» **Page extract**:
# # # # #

This week I’ve been suffering with a rare bout of torticollis. It’s essentially a particularly constant and painful neck spasm that has rendered me pretty useless around the house.
I can’t turn my head to the left without significant pain so when I’m not nuzzling up to a heating pad, I’ve been wandering around the house like a well-aged string of licorice: quite stiff on one end, but still rather nimble on the other.
I first thought it came about because some days it feels like I’m carrying the weight of the world on my shoulders but I later realized it was probably that ill-advised sleepover with my children and the fact they almost pushed me out of my own bed with their sprawly and entitled sleep positions. If you ever want a sore neck or back, have a sleepover with a small child.
I actually think I remember my doctor saying once you’ve had it, you’re more susceptible to it in the future.
This is my third time in four years. It really is more petulant than anything. It only lasts a week or so. If this is what I am periodically afflicted with, I consider myself far better off than many others.
The first time I got torticollis was when my daughter was less than a year old. I had to call my mom over from the Mainland to help around the house because I couldn’t move and the medication they put me on knocked me out. I had two children two years old and under and a husband working more than full time to support our family. We needed the help.
The second time wasn’t too noteworthy but this time has been pretty uncomfortable. With no mommy to bring in for help (thanks a lot COVID-19), we’ve been managing well.
My husband has picked up the slack and it turns out, my kids are pretty self sufficient when pressed.
Would you believe they are able to dress themselves without being chased around the house?
Did you know they can brush their teeth independently, without having their prepped toothbrushes thrust into their hands every single time by a frustrated parent explaining the importance of dental hygiene? I did not.
Because I’ve gone from being everybody’s everything to a blob on the chair who every now and then exhales loudly like I’m having a contraction or something, things have changed around the house.
There’s more laundry than usual; I’m sending my son to school in pants without pockets — a mortal sin if you ask him, but he’s adapting.

# # # # #

» **Problem statement**: Transcribe the account of torticollis word for word, starting with "Would you believe" and going on through "changed around the house.". Draw solely on the account of torticollis above.

» **The data**:
# # # # #

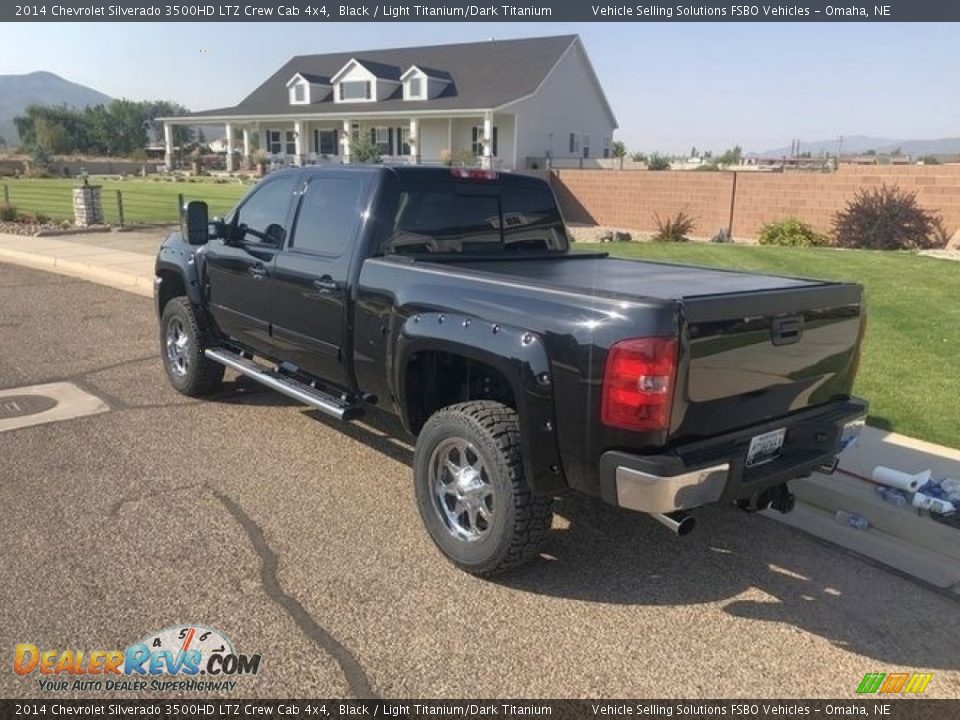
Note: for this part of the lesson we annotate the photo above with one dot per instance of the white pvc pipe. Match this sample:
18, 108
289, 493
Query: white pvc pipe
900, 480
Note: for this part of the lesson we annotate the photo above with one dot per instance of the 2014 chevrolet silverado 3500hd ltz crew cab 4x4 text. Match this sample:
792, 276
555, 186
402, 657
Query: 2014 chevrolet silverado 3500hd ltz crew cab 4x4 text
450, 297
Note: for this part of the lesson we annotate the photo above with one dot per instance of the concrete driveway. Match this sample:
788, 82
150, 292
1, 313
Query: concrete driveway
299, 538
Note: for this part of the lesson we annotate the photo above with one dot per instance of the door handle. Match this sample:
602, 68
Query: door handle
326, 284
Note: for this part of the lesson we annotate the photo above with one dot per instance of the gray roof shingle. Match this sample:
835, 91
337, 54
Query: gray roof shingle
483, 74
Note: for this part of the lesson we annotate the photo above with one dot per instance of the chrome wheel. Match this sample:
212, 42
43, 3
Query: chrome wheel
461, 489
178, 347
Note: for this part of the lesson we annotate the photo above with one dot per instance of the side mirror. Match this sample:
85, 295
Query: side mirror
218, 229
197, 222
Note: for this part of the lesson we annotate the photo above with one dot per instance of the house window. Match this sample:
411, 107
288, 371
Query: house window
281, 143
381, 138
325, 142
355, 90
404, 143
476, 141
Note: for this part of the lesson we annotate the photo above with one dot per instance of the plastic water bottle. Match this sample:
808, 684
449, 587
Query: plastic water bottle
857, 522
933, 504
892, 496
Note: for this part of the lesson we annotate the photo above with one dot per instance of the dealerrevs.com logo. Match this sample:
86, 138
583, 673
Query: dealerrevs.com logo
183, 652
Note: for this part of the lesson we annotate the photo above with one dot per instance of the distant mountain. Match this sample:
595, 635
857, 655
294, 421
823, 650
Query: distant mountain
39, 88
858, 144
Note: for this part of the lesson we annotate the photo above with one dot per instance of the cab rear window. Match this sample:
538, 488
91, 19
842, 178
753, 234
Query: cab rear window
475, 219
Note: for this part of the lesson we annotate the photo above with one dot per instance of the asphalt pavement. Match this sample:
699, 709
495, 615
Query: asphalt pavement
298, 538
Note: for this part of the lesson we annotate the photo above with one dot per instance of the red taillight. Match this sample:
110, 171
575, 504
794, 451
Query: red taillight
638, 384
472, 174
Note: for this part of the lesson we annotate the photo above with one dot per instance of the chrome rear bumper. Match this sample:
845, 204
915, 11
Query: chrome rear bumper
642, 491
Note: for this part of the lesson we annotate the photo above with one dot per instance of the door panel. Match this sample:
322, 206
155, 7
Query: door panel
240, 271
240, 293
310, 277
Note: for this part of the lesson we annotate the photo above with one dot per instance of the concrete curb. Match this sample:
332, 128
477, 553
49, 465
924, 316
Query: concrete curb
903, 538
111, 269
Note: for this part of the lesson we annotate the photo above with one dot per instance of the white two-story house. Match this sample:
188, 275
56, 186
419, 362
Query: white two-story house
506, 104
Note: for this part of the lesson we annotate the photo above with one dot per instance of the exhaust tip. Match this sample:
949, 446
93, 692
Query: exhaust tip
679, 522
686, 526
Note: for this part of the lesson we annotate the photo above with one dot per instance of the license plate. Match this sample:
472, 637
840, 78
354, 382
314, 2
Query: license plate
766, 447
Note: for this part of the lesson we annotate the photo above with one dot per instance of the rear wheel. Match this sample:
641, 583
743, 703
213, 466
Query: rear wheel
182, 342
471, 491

# # # # #

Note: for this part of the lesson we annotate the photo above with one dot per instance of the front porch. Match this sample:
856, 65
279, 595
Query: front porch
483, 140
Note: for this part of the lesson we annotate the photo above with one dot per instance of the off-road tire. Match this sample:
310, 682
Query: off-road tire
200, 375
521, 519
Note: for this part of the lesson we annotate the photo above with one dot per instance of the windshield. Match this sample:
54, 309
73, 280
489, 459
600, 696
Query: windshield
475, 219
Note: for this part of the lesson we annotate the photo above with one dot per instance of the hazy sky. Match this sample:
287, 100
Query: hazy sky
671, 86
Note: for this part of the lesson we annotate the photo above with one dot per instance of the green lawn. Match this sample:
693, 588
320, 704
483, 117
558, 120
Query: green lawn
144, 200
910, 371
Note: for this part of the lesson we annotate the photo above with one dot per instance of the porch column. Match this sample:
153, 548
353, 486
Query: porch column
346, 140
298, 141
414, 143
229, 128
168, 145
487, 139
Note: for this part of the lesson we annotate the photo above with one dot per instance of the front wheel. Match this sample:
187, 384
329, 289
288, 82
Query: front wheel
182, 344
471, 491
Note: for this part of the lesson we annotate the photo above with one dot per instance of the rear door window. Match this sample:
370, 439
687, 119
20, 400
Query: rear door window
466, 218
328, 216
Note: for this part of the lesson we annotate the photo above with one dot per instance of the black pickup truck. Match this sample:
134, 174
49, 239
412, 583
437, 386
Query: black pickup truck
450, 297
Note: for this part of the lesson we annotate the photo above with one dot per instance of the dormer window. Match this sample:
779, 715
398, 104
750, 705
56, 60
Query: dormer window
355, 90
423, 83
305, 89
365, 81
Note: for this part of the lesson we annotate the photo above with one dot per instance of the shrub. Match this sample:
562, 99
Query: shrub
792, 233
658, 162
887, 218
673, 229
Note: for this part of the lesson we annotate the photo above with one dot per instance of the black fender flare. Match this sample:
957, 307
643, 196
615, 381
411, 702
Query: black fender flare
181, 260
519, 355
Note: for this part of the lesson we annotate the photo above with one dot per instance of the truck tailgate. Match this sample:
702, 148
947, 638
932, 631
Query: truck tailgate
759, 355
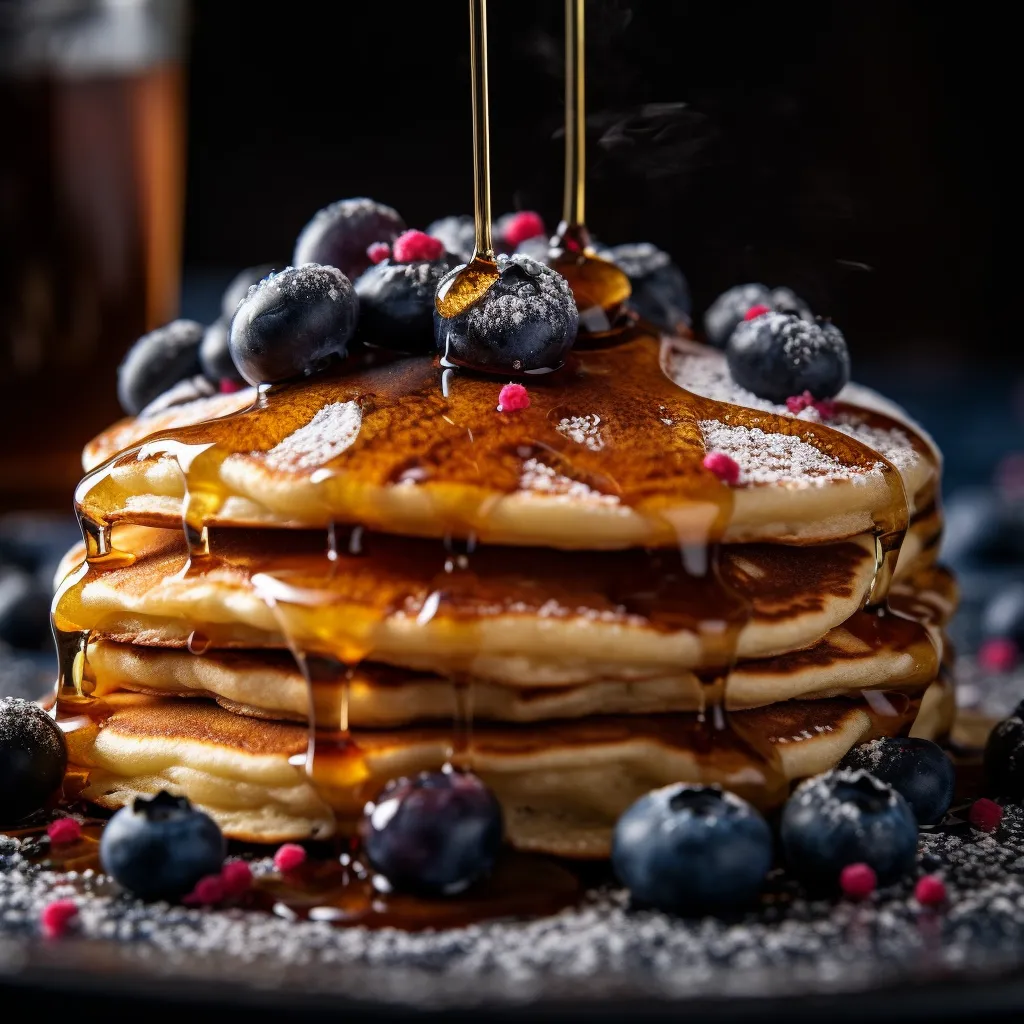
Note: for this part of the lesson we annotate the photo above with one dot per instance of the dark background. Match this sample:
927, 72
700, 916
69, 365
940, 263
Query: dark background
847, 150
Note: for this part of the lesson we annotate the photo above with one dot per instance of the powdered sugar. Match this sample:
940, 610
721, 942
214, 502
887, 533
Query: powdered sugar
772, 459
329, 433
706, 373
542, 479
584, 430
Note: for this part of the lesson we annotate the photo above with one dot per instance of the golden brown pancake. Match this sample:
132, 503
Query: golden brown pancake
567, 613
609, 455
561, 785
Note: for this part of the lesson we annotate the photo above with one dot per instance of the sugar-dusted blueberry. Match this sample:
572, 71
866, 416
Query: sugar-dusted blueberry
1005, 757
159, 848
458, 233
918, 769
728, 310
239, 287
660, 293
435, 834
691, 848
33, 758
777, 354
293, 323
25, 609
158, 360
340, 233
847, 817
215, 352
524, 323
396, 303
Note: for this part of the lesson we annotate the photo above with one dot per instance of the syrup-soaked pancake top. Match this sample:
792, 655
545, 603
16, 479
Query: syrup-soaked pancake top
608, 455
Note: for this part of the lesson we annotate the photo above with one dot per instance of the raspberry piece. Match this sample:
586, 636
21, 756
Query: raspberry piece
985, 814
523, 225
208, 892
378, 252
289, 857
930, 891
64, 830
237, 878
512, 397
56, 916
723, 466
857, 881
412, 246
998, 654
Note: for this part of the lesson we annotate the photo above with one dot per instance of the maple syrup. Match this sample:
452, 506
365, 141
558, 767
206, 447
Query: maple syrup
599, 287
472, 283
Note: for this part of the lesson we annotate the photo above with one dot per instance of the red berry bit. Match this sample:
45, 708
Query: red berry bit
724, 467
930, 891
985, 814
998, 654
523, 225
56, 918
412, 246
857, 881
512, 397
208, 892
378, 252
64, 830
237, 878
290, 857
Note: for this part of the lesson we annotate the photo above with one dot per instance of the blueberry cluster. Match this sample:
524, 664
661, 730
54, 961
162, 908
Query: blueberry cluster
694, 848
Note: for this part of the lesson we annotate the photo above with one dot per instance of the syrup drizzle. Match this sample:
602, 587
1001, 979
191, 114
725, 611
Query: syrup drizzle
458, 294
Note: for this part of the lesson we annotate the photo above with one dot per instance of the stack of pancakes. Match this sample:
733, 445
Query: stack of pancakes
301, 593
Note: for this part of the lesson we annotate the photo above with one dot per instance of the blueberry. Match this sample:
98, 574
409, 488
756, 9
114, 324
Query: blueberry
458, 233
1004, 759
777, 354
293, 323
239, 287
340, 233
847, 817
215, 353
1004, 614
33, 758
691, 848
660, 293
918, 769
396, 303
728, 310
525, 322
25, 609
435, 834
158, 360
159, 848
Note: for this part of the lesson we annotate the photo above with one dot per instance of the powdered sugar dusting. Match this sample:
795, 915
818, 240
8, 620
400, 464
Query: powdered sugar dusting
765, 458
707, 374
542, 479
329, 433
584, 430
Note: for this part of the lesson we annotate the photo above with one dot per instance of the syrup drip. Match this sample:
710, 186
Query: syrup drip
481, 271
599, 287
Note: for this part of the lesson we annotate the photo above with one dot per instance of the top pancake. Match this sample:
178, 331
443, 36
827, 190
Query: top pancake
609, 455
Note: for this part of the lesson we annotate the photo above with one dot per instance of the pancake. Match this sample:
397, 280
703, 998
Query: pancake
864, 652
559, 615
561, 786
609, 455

# # # # #

» **Solution**:
Would you believe they are able to dress themselves without being chased around the house?
Did you know they can brush their teeth independently, without having their prepped toothbrushes thrust into their hands every single time by a frustrated parent explaining the importance of dental hygiene? I did not.
Because I’ve gone from being everybody’s everything to a blob on the chair who every now and then exhales loudly like I’m having a contraction or something, things have changed around the house.